Stated goal A: From the listing, copy out each line containing the word "tall".

Passage shown:
“This will be one of the great festivals for years to come,” Wayne Coyne, the chief shaman of the Flaming Lips, told several thousand merry revelers in Raleigh’s City Plaza Saturday as the three-day Hopscotch Music Festival wrapped up its second year. Amid the giant balloons, lasers and strobe lights that turned the buildings downtown into a psychedelic big top under a dome of perfect Carolina night-sky, even the most cynical observers weren’t going to naysay Coyne’s confetti-covered prediction.
This year, the smorgasbord of music manna kept its new-festival smell by adding venues and new artists to the same aesthetic established last year. Curator Grayson Currin, the music editor of Raleigh's Indy Weekly, took pains again to bring the broadest possible range of national and international music to the Carolinas, mirroring it with the region’s own varied and fecund music scene. That added up to 151 bands at official shows, including five Charlotte entries (Yardwork, Temperance League, Jon Lindsay, Brain F= and Dylan Gilbert). Throw in just as many (or more) acts at day parties and after-hours gigs, and the result tested one's show-going endurance but proved rewarding at almost every stop.
Anywhere your musical whims went, the Hopscotch aesthetic was on display. On Thursday, I strolled over to the beautiful Fletcher Opera Hall, a new venue addition this year. Among sets by acoustic folk-blues wizard Steve Gunn, avant-jazz trio the Necks and Dinosaur Jr legend J Mascis was Rhys Chatham’s magical 1977 piece “Guitar Trio,” this time featuring the composer and nine mostly local guitarists (among them Polvo’s Ash Bowie, Horseback’s Jenks Miller, and Birds of Avalon’s Cheetie Kumar). The piece consists of a single chord played for nearly 30 minutes, with a bassist (Annuals’ Mike Robinson) and drummer (Mount Moriah’s Lee Waters) providing propulsion.
That might sound like a typically cold and academic exercise in the avant-garde, but as the “HOLY SHIT!” texts filling up my phone confirmed, it was instead a transcendent exploration of musical dynamics as emotionally fulfilling as any great rock song. In fact, its “in service of the song” ideal proved a helluva lot more compelling than any tired “Freebird” guitar-hero bullshit. I bumped into Lambchop guitarist William Tyler the next night, who compared the experience to playing in a Gamelan ensemble: “All those guitars riding one chord — I loved it!”

Extracted information:
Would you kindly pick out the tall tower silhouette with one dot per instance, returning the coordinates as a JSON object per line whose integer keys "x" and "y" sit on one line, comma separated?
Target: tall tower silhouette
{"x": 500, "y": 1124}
---
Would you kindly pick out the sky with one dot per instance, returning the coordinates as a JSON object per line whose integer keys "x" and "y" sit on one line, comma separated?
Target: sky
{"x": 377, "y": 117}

Stated goal B: According to the Hopscotch festival review, how many bands played official shows?

Task solution A:
Would you kindly pick out the tall tower silhouette with one dot per instance, returning the coordinates as a JSON object per line whose integer keys "x" and "y" sit on one line, comma separated?
Target: tall tower silhouette

Task solution B: 151 bands.